Required work:
Recast the lines between the one holding "Please detect the dirt" and the one holding "[627,173,734,733]", inclusive, as a Markdown table with the columns Row and Line text, numbering each row and leaving out blank lines.

Task inputs:
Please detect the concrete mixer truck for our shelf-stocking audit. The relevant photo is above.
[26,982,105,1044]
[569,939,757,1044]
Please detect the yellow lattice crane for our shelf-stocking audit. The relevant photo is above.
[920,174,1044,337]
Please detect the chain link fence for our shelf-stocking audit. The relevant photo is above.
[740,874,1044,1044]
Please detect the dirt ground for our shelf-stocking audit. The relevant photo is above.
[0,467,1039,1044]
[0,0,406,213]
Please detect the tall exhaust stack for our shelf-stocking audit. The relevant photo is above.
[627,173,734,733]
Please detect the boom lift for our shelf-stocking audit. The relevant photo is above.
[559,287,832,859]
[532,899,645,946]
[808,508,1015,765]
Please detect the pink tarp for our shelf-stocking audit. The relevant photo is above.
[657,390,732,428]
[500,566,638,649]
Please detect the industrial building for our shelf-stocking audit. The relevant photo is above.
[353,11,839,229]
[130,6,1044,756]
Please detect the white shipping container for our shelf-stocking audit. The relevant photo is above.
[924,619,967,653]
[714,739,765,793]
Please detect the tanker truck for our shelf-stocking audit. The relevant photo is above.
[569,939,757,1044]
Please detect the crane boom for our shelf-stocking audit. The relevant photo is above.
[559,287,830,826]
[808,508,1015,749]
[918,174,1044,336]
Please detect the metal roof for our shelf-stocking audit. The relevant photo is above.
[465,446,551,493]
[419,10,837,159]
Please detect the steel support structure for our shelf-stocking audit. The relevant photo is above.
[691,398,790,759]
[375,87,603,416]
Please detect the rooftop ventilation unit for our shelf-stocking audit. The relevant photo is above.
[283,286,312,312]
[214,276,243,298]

...

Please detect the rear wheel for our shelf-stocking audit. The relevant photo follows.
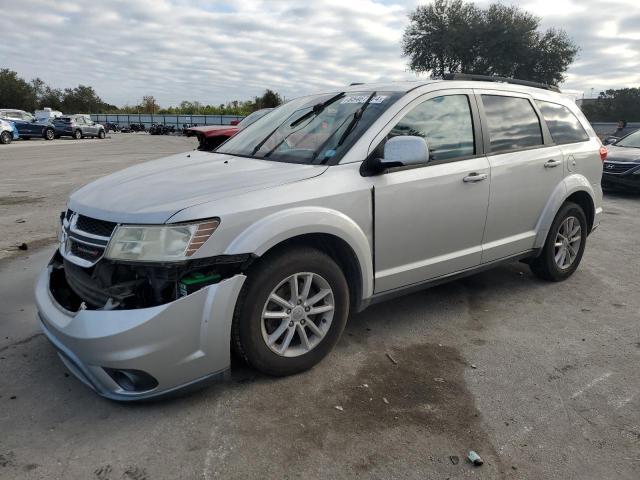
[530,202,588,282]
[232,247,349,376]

==

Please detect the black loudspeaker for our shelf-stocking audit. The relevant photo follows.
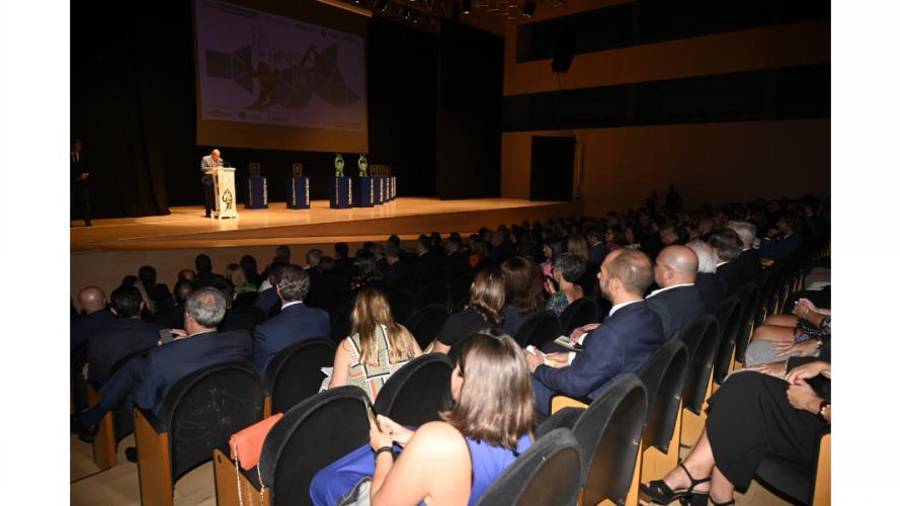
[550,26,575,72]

Expected answer:
| Row | Line text |
|---|---|
| 1 | Please detect the dirt ground for our shelf-stocking audit. The relevant photo is above. |
| 2 | [0,467,1039,1044] |
| 3 | [0,0,406,213] |
| 4 | Please detect the tall exhaust stack for our shelf-stocking audit. The relevant photo is above. |
| 5 | [627,173,734,733] |